# Task to complete
Give back exactly the line containing "Note: point out the white window frame" together with all the lines after it, ending at the final line below.

(Referring expression pointing data)
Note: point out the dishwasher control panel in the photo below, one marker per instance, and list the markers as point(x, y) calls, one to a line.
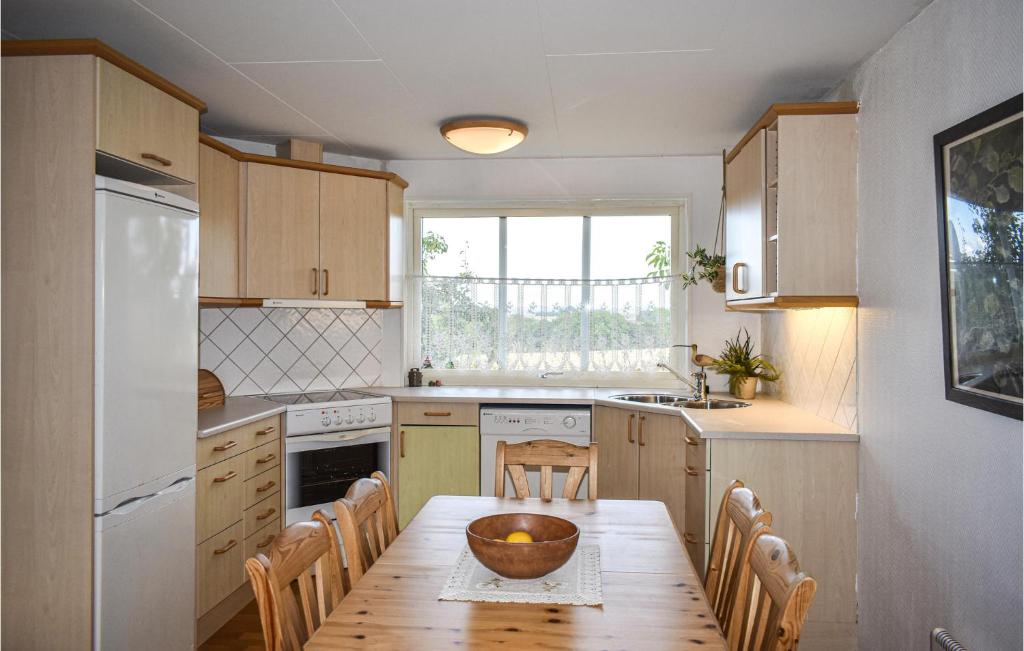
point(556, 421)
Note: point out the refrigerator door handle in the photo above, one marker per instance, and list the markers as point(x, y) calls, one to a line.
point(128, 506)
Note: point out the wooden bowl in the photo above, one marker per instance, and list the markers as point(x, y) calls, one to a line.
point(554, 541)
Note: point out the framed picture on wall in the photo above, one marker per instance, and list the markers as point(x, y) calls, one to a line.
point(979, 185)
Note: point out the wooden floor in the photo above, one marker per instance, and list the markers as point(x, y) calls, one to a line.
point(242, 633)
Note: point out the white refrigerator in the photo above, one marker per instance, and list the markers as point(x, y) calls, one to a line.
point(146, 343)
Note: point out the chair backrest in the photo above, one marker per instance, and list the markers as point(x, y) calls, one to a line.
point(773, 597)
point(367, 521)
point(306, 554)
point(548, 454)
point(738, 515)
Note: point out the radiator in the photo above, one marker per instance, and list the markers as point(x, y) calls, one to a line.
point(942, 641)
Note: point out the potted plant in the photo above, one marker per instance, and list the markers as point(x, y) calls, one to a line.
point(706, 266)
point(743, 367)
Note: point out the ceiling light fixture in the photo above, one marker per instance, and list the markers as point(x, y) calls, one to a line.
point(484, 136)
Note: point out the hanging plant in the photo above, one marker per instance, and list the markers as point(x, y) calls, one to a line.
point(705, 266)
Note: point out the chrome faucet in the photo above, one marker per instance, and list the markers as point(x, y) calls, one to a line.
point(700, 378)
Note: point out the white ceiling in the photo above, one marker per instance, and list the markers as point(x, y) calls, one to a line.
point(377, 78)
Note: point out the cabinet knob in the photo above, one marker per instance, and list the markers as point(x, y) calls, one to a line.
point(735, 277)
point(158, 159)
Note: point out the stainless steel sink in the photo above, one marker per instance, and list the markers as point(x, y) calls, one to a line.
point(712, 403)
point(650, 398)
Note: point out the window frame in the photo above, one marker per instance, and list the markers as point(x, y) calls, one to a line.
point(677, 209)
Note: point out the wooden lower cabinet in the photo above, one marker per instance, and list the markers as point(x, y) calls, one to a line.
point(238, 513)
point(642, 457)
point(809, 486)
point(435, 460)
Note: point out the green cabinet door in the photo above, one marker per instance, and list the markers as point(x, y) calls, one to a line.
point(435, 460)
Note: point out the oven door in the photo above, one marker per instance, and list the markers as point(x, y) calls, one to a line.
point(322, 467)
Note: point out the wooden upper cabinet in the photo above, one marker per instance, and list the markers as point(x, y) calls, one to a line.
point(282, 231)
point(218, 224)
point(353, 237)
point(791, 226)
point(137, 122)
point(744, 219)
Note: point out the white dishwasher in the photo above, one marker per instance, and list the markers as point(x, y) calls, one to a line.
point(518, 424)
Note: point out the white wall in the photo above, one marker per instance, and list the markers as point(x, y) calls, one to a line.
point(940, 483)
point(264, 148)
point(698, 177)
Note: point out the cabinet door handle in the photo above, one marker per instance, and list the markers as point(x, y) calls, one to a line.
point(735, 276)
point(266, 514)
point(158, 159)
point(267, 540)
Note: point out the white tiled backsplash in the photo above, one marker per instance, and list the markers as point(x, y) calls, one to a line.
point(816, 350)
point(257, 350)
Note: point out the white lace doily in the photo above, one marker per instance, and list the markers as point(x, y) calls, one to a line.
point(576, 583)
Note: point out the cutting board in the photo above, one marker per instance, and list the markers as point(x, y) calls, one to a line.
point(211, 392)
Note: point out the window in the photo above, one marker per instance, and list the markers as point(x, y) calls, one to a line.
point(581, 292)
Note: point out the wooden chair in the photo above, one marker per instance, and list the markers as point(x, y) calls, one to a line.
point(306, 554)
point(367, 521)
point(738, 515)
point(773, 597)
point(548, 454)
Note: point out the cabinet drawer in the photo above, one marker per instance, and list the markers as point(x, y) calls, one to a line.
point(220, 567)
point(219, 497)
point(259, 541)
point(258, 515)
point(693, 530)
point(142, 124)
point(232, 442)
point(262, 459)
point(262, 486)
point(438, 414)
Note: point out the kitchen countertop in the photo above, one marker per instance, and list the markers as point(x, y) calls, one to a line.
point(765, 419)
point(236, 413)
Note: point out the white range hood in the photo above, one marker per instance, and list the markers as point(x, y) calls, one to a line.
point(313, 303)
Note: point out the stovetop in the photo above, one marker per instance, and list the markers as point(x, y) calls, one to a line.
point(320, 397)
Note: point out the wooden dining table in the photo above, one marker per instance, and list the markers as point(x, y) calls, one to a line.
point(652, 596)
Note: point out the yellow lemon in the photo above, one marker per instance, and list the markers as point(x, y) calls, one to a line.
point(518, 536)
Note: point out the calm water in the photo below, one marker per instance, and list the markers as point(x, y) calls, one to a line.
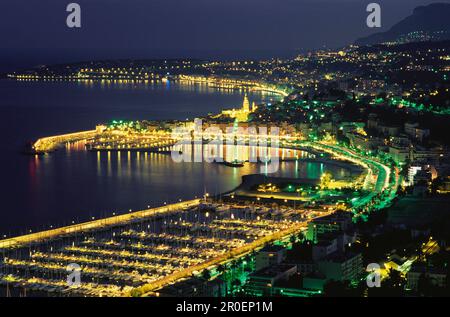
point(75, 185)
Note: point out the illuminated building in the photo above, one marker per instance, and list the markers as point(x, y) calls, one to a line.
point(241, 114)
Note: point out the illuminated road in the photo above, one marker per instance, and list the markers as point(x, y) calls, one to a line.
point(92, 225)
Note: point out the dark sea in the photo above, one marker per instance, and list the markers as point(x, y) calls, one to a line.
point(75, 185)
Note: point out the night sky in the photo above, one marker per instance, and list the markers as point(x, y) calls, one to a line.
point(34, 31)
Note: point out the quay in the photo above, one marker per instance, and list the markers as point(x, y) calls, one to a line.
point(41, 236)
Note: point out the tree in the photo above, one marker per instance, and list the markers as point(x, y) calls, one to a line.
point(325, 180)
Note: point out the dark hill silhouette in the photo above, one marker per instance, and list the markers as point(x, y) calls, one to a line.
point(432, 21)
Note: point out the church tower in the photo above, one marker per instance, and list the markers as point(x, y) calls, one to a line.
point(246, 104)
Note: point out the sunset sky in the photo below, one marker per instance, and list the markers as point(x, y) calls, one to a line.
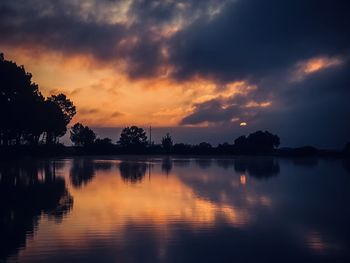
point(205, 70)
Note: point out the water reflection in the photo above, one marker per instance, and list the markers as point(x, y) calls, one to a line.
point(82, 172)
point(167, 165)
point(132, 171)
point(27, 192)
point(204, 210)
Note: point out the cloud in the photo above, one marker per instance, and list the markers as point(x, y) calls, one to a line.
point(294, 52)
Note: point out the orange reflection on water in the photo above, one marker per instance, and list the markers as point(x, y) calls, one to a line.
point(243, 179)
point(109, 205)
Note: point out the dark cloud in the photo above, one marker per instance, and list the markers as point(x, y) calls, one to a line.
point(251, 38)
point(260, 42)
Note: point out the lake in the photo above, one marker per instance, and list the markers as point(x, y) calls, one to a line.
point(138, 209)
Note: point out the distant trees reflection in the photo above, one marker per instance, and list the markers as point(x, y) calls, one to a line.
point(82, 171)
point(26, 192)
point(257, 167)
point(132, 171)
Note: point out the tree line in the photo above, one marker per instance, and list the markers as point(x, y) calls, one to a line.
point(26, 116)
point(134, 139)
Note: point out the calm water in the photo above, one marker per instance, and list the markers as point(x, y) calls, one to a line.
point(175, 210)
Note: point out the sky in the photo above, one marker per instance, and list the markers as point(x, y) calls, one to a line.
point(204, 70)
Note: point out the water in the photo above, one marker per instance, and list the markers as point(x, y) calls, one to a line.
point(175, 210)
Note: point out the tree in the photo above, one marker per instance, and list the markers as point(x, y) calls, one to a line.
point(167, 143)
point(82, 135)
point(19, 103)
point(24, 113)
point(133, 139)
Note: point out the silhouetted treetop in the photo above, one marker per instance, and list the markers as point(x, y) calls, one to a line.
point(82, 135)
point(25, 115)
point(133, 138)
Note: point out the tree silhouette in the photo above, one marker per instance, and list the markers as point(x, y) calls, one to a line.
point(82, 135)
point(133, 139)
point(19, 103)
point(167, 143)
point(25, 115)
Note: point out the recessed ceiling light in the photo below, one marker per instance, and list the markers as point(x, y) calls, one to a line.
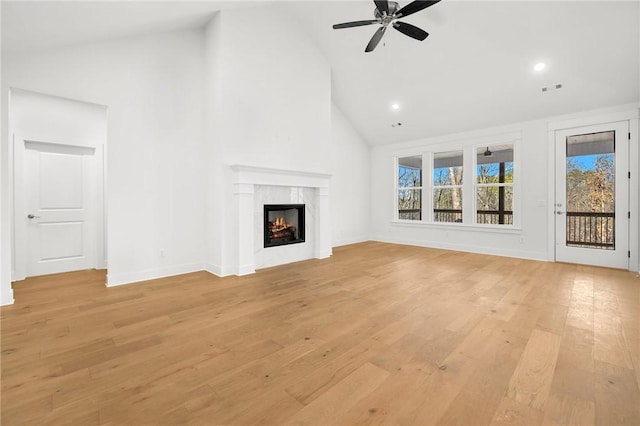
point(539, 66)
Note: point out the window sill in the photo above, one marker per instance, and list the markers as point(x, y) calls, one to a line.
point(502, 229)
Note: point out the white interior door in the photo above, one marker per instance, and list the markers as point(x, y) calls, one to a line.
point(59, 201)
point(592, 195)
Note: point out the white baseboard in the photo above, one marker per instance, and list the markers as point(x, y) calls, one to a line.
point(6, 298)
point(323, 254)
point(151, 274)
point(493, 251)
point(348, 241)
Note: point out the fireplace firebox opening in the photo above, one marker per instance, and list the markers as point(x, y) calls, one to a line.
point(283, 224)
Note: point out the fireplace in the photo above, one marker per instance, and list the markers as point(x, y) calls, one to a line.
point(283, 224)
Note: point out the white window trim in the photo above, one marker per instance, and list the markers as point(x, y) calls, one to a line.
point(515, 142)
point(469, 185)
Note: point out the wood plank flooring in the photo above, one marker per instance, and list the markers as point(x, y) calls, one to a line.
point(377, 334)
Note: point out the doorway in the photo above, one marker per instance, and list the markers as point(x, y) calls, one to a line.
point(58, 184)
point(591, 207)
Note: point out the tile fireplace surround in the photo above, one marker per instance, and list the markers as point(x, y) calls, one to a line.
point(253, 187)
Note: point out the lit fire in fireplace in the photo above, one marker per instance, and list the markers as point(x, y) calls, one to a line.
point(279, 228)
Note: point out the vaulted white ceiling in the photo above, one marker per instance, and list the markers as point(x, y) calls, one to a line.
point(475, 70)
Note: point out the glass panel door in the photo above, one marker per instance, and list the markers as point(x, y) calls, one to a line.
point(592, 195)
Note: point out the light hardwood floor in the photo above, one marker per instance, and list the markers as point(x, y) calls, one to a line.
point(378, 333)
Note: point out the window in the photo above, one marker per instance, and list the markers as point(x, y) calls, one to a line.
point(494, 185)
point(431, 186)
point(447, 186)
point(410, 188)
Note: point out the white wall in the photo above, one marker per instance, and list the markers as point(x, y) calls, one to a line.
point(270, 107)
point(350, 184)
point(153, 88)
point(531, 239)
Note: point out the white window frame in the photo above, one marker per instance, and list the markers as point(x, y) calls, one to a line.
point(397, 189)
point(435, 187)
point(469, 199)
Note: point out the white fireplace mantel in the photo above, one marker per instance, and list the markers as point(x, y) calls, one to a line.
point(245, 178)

# Result of the task
Note: point out the white window frame in the photo above, one marker per instance, and list the markers as point(x, y) calls, one to a line.
point(397, 189)
point(435, 187)
point(469, 199)
Note: point out the white fireplace mantel in the photo above, one marker per instance, and list the markers as point(x, y) calls, one to a line.
point(245, 178)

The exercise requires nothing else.